§ **EXCERPTED TEXT**:

▬▬▬

Deep Learning of Topological Distances in Road Networks via City-Adaptive Hybrid Loss and Detour Factor Modelling

Wednesday 1 July 2026, 1:00pm to 2:00pm

Venue

LT9 LUMS, Lancaster, United Kingdom, LA1 4YX

Open to

Postgraduates, Public, Staff

Registration

Registration not required - just turn up

Event Details

Elif Kozan will present a seminar to the Management Science Department. This is the second speaker of a two speaker session.

Abstract Estimating shortest-path distances in road networks from geometric information is a fundamental problem in transportation, routing, and operational planning. Although Euclidean distance provides a strong baseline, the relationship between geometric proximity and topological distance varies substantially across cities due to differences in road structure and detour behaviour. In particular, detour factor distributions can exhibit pronounced heterogeneity across urban environments, leading to unstable predictions and poor worst-case performance when conventional loss functions and model selection criteria are used.

In this study, we propose a city-adaptive deep learning framework for topological distance estimation in road networks based on a hybrid loss formulation. The proposed approach jointly optimizes absolute distance accuracy, scale-invariant geometric consistency through logarithmic detour factor supervision, and distributional stability via median-based regularization. To account for city-specific structural properties, we introduce lightweight city-level tail and predictability indices that adapt both the training loss and a validation-based model selection score. This score combines average error, tail risk, and ranking consistency in a leakage-free experimental protocol.

▬▬▬

§ **STORED DATA**:
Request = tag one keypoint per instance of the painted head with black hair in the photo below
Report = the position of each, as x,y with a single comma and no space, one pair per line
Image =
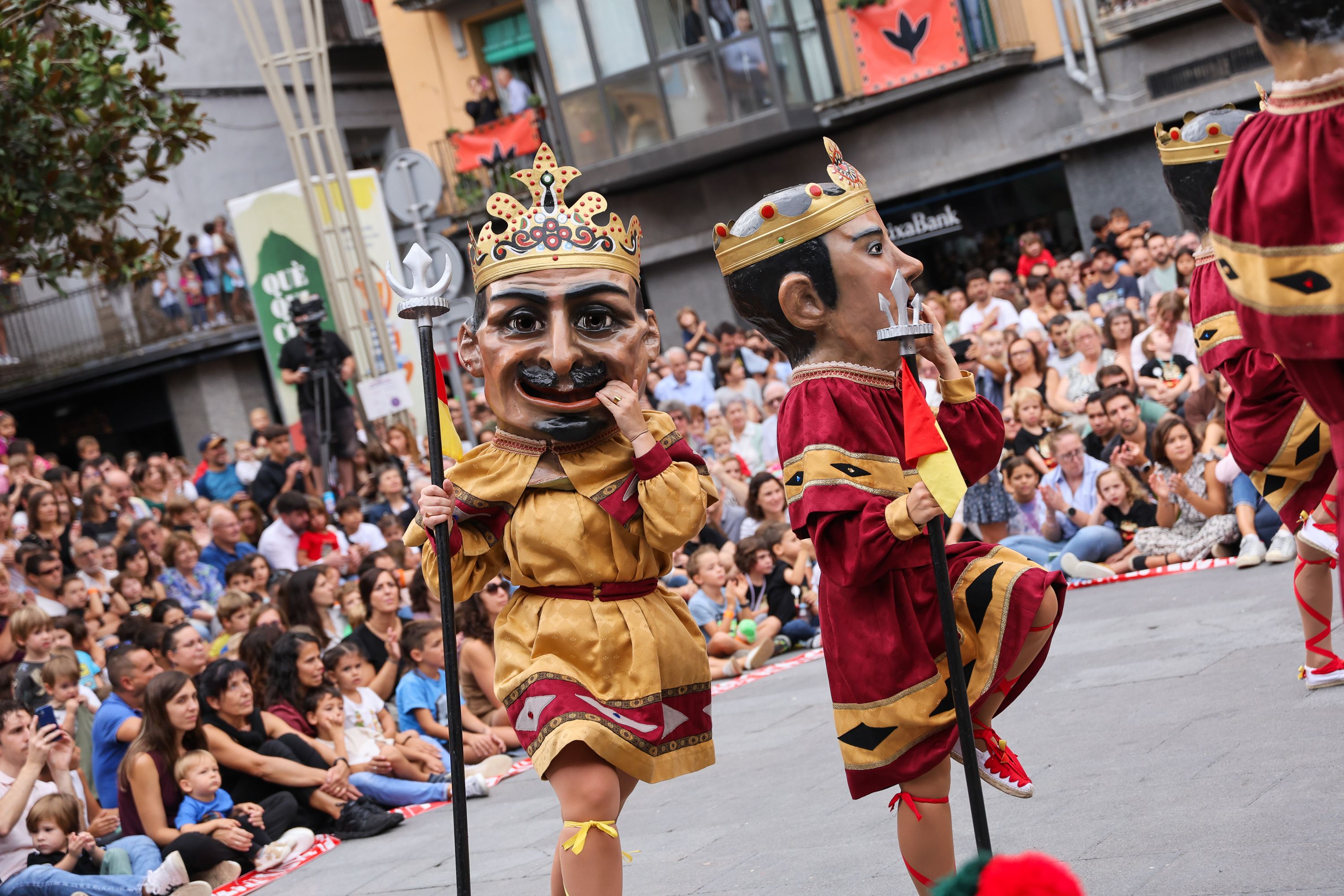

▬▬▬

§ **TASK LIST**:
1) Reproduce the seminar announcement between "Elif Kozan will" and "criteria are used.", inclusive, swapping "Euclidean distance" for "straight-line distance".
2) According to the seminar announcement, which department will Elif Kozan present the seminar to?
3) Extend the seminar announcement by writing what comes after its final sentence.
The listing has no connection to the seminar announcement.

§ **ANSWERS PER TASK**:
1)
Elif Kozan will present a seminar to the Management Science Department. This is the second speaker of a two speaker session.

Abstract Estimating shortest-path distances in road networks from geometric information is a fundamental problem in transportation, routing, and operational planning. Although straight-line distance provides a strong baseline, the relationship between geometric proximity and topological distance varies substantially across cities due to differences in road structure and detour behaviour. In particular, detour factor distributions can exhibit pronounced heterogeneity across urban environments, leading to unstable predictions and poor worst-case performance when conventional loss functions and model selection criteria are used.

2) The Management Science Department.

3)
Experiments on multiple real-world road networks demonstrate that the proposed method achieves consistently more stable performance across cities, particularly under heterogeneous and heavy-tailed detour behaviour, while maintaining competitive accuracy in well-structured urban environments. The results highlight the importance of distribution-aware objective design and city-adaptive learning strategies for robust distance estimation in operational road network applications.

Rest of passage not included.